TAREFA DO EXERCÍCIO A:
Segundo o texto sobre a Guerra de Secessão, por que a necessidade de novos empregos aumentou depois da guerra? Responda em uma a três frases.
TAREFA DO EXERCÍCIO B:
Reescreva o trecho do texto sobre a Guerra de Secessão que começa com "Após os quatro" e termina com "norte da União.", trocando "fábricas" por "indústrias".

TEXTO CITADO:
+ + + + +

Os dissidentes constituíram uma nova unidade política, os Estado Confederados. Ao tomar posse, Lincoln questiona aos secessionistas o direito de romper com a União. A secessão ainda não era a guerra, mas esta começa também por iniciativa do Sul, que a 12 de abril de 1861 abre fogo contra o Fort Sumter ocupado por tropas federais.
"Por sua duração e amplitude, a Guerra de Secessão prenunciou as grandes guerras do século XX: ela já constituiu uma guerra total, do tipo em que os adversários empenham todos os seus recursos e todas as suas forças. Alinhou efetivos consideráveis – dois milhões de homens para o Norte, 700 mil e um milhão para o Sul –, cujo equipamento, abastecido em material, munições, subsistência, criaram para os estados-maiores e para os governos problemas delicados e mobilizaram todos os recursos da economia" (Ibid., 65).
Após os quatro anos de guerra o sul é derrotado, e com isso há uma forte pressão pelo fim da escravatura. A libertação do trabalho escravo, juntamente com a volta de soldados à vida civil, aumenta a necessidade por novos empregos, gerando uma pressão pela diminuição das horas diárias de trabalho nas fábricas. Além disso, o pós-guerra é marcado por grande avanço demográfico estimulado pelo movimento de imigração, pela investida para o oeste e pela industrialização. Entre 1820 e 1860 a população passa de 9,6 milhões a 31,3 milhões, e em 1910 sobe para 92 milhões, na sua maioria irlandeses, alemães e escandinavos. São a mão-de-obra fundamental das nascentes fábricas norte-americanas, concentradas ao norte da União.
Vejamos:
"Nas vésperas da Guerra de Secessão, [a economia americana] mal conseguia eliminar seu atraso em relação à Europa ocidental: a guerra precipitou o movimento. Os Estados Unidos reuniam um conjunto de trunfos naturais (descobriu-se nas Rochosas uma grande quantidade de jazidas de minérios; em breve seria o petróleo), extensão do mercado interno, com dimensões continentais, sem alfândegas interiores e protegido por tarifas, afluxo de capitais e de trabalhadores estrangeiros" (Ibid., 75).
A condição dos trabalhadores na América do Norte era idêntica à dos europeus: horas intermináveis de trabalho e salários que não garantiam os meios de subsistência. A miséria começava a evidenciar-se de maneira ampla, através das primeiras greves. Em 1827, na Filadélfia, carpinteiros, pedreiros, marceneiros e vidraceiros realizam a primeira greve e criam a União das Associações de Trabalhadores de Filadélfia (Union of Trade Association of Philadelphia). Pode-se dizer que é o início da formação do movimento sindical norte-americano.

+ + + + +

INFORMAÇÕES FORNECIDAS:
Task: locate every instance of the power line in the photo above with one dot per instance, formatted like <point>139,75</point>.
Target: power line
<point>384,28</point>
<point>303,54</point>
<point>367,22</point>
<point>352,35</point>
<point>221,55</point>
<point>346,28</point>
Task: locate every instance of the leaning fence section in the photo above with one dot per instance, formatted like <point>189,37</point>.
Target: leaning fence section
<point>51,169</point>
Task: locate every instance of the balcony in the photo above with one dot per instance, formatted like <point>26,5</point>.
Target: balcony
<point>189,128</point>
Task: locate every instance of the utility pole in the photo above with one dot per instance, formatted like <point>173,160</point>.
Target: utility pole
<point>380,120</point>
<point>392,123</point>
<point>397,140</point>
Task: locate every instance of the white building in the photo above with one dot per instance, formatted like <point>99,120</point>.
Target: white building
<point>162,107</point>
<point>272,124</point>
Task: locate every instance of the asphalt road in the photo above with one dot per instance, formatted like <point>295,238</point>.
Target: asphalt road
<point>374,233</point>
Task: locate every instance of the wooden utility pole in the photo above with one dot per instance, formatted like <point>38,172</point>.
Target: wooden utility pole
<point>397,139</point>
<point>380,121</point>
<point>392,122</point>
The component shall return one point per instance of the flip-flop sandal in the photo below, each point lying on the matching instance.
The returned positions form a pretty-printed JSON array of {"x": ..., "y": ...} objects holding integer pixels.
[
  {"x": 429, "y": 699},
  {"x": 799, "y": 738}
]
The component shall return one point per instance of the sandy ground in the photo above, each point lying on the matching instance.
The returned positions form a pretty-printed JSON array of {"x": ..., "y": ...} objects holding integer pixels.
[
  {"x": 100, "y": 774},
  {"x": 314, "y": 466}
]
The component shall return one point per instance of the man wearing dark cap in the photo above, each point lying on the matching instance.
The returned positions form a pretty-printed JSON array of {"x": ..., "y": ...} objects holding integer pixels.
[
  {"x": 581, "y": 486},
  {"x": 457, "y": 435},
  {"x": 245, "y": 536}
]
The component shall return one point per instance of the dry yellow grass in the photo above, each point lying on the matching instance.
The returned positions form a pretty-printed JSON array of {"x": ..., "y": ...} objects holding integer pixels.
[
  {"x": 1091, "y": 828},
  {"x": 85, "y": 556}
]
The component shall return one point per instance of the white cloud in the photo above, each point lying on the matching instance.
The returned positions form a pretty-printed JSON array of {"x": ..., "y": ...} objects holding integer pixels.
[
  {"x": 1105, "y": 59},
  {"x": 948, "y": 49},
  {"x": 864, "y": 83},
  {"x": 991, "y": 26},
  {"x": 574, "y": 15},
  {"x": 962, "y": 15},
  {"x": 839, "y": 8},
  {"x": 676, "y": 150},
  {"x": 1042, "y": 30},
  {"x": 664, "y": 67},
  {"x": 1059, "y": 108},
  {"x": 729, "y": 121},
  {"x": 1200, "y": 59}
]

+ + + + +

RESPOSTA COMPLETA A:
A necessidade de novos empregos aumentou porque a libertação do trabalho escravo coincidiu com a volta dos soldados à vida civil. Isso gerou uma pressão pela diminuição das horas diárias de trabalho nas fábricas.

RESPOSTA COMPLETA B:
Após os quatro anos de guerra o sul é derrotado, e com isso há uma forte pressão pelo fim da escravatura. A libertação do trabalho escravo, juntamente com a volta de soldados à vida civil, aumenta a necessidade por novos empregos, gerando uma pressão pela diminuição das horas diárias de trabalho nas indústrias. Além disso, o pós-guerra é marcado por grande avanço demográfico estimulado pelo movimento de imigração, pela investida para o oeste e pela industrialização. Entre 1820 e 1860 a população passa de 9,6 milhões a 31,3 milhões, e em 1910 sobe para 92 milhões, na sua maioria irlandeses, alemães e escandinavos. São a mão-de-obra fundamental das nascentes indústrias norte-americanas, concentradas ao norte da União.